**DESCRIPTION OF THE TASK**
Each of the entries below needs to be given again exactly.

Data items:
=== Begin Enclosure ===

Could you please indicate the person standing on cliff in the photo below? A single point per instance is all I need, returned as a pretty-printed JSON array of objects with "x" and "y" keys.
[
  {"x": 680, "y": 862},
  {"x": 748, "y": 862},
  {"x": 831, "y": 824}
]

=== End Enclosure ===

**ANSWER TO THIS PROBLEM**
Could you please indicate the person standing on cliff in the photo below? A single point per instance is all I need, returned as a pretty-printed JSON array of objects with "x" and "y" keys.
[
  {"x": 680, "y": 862},
  {"x": 748, "y": 862},
  {"x": 831, "y": 824}
]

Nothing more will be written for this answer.